* _TASK DIRECTIONS_
In the member statement below, at what age did the writer start a first full-time job?

* _TEXT SEGMENT_
Position
About this Member
I believe that significant improvements to Oregon’s healthcare delivery system should be made. I also believe that I can make an important contribution to these improvements by bringing a well-balanced, well-informed perspective to the discussions.
My history with healthcare has been long and varied. As a child, trips to the doctor were few and far between—money was scarce and health insurance was unattainable. At the age of nineteen, I started my first full-time job and became the proud recipient of my first employer-sponsored health insurance plan.
Since then, I have been involved with healthcare and healthcare delivery in one way or another: employee, employer, self-employed, unemployed, administrator, etc. I have shopped for and purchased insurance as an employer, for an employer, and as a private individual. I have been insured during good health and bad, and have been uninsured during such times. I have raised a child, with and without health insurance, and I have cared for a dying parent who was covered by VA and Medicare benefits.
I have watched the evolution of insurance-covered healthcare over the past thirty years, from paperwork nightmares for employers, employees, and healthcare providers, to the simplicity of HMOs, and back again. I have noticed the inverse relationship between the simplicity of the paperwork and the quality of the actual healthcare—as one improves, the other declines. I have followed the Oregon Health Plan since 1989, and I studied it in depth in 1993 as part of a college class.
I can’t say that I know what the answer is for improving health and healthcare in Oregon, but I do know that I can and will bring an even-handed perspective to the discussions, that I will strive to help build, maintain, and restore bridges between opposing viewpoints, and that I will work to help design a system that is effective, affordable, and fair for all.

* _DATA EXTRACT_
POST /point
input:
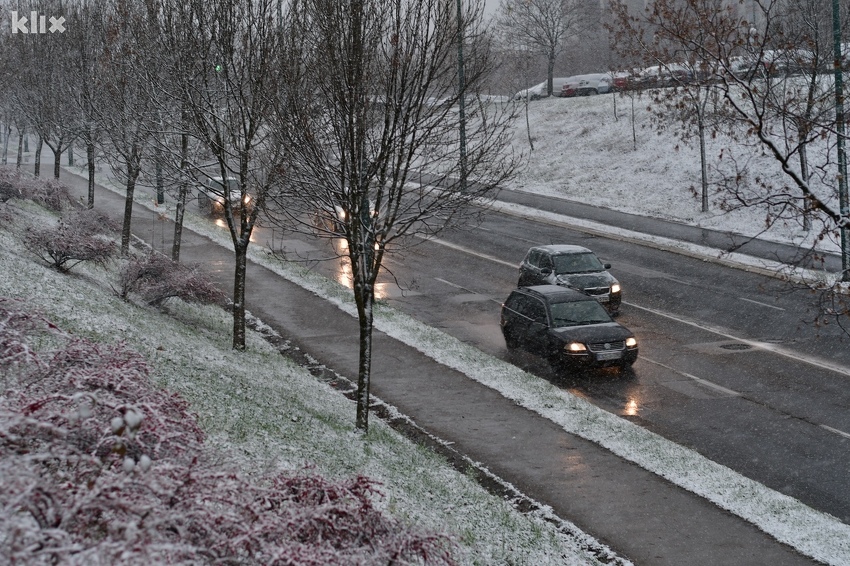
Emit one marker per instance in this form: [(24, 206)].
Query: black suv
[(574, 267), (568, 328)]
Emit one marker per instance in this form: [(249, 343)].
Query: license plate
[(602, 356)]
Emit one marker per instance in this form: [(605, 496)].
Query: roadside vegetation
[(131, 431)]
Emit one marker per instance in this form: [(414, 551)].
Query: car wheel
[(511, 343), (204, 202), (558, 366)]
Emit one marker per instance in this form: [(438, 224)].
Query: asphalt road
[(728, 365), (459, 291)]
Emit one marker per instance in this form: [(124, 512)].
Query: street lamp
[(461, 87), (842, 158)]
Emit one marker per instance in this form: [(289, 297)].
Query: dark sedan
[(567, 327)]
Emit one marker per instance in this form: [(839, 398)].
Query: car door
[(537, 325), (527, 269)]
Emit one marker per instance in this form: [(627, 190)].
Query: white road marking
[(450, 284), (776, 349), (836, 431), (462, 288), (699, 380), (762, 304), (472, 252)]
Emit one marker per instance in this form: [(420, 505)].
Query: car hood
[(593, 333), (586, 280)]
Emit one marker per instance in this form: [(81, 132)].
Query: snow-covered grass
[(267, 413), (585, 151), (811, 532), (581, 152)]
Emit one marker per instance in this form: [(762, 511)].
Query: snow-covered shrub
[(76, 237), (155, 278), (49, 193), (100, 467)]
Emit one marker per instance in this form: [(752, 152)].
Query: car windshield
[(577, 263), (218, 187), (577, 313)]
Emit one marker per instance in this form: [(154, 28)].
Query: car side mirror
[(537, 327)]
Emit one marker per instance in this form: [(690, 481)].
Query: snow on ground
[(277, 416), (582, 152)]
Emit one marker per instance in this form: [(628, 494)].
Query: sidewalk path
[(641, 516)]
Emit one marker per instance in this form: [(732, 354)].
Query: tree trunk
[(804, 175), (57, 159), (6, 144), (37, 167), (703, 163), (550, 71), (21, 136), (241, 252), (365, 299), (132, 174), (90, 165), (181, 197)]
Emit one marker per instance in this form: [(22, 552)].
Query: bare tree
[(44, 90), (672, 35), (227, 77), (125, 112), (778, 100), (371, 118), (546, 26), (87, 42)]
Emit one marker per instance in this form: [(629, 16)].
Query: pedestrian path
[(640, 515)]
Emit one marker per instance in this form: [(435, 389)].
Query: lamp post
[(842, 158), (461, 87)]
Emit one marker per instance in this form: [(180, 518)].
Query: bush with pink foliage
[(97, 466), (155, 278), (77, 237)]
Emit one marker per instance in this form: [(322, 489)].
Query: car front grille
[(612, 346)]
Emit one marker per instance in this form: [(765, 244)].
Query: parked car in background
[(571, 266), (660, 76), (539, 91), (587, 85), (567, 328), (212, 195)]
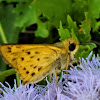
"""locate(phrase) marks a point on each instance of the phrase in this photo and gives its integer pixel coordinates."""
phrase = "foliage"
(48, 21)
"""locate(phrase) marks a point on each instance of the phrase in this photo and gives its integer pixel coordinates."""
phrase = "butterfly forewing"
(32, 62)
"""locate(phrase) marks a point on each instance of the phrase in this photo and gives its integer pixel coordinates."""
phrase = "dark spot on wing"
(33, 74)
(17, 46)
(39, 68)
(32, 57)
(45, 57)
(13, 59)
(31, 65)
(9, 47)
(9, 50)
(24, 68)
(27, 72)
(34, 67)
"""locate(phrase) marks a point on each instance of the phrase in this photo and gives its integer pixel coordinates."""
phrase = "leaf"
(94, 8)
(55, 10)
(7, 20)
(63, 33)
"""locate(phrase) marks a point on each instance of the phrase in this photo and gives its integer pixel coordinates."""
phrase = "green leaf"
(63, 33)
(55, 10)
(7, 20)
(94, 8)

* _EXERCISE RESPONSE_
At nineteen.